■ Short exercise ■
Write out every line of the records below verbatim, omitting the pictures.

====== Exercise material

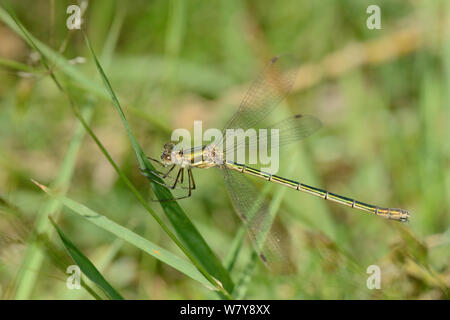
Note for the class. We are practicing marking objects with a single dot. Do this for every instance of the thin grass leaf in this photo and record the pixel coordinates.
(86, 266)
(129, 236)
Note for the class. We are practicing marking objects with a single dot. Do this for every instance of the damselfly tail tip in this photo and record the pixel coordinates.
(402, 215)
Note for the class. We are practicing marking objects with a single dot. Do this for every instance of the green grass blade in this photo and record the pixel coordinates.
(218, 277)
(86, 266)
(129, 236)
(184, 228)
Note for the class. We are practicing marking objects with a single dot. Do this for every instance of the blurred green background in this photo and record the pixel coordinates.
(382, 95)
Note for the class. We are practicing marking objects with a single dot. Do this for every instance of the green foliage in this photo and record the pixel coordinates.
(382, 95)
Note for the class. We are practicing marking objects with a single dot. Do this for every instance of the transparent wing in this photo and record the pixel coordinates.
(252, 208)
(265, 93)
(288, 131)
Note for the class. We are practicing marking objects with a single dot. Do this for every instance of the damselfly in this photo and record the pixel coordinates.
(266, 92)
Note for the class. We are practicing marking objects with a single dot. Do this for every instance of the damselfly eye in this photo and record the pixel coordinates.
(169, 146)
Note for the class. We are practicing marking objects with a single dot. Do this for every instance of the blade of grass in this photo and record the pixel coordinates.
(34, 257)
(129, 236)
(220, 281)
(56, 257)
(184, 228)
(86, 266)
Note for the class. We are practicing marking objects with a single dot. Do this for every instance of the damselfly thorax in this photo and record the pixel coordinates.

============

■ Written answer ■
Note for the class. We are practicing marking objects with a single dot. Do this for every instance of the thin grass leaf in this photo and record the pixel coordinates.
(86, 266)
(129, 236)
Note for the class. We are practicing marking objects with a single dot. Do this for every instance of the damselfly tail tip in this photo and record the pixel coordinates.
(402, 215)
Note for the class. We are practicing marking objects with a single dot. Do this for every instance of the green grass blade in this photo and record the pixel coordinates.
(218, 277)
(86, 266)
(129, 236)
(184, 228)
Note for the class. We are practicing marking objects with a single dot. Do this for every instance of the blurred green background in this photo and record the pixel coordinates.
(382, 95)
Note for the class. We are practicing marking objects with a single dot. Do this for every instance of the green foliage in this photo and record the pixel coordinates.
(382, 95)
Note for the class. We are practicing marking objects with a single dot. Do this for every instance of the transparent wing in this photo and record the pixel coordinates.
(252, 208)
(265, 93)
(288, 131)
Note for the class. We are practicing marking objects with a single dot. Do this for every instance of the damselfly in this photo and record the pixel coordinates.
(266, 92)
Note for the class. We are practicing marking objects with a single dot. Do this for every instance of the damselfly eye in this photo and record the pixel coordinates.
(169, 146)
Note for the class. We are practicing marking objects with a single dot. Do this for every instance of the blade of grass in this photo and record the pixel coordinates.
(34, 257)
(129, 236)
(220, 281)
(56, 257)
(184, 228)
(86, 266)
Note for the class. We are practicing marking objects with a single dot. Do this for every instance of the damselfly thorax in this photo and record the pixel coordinates.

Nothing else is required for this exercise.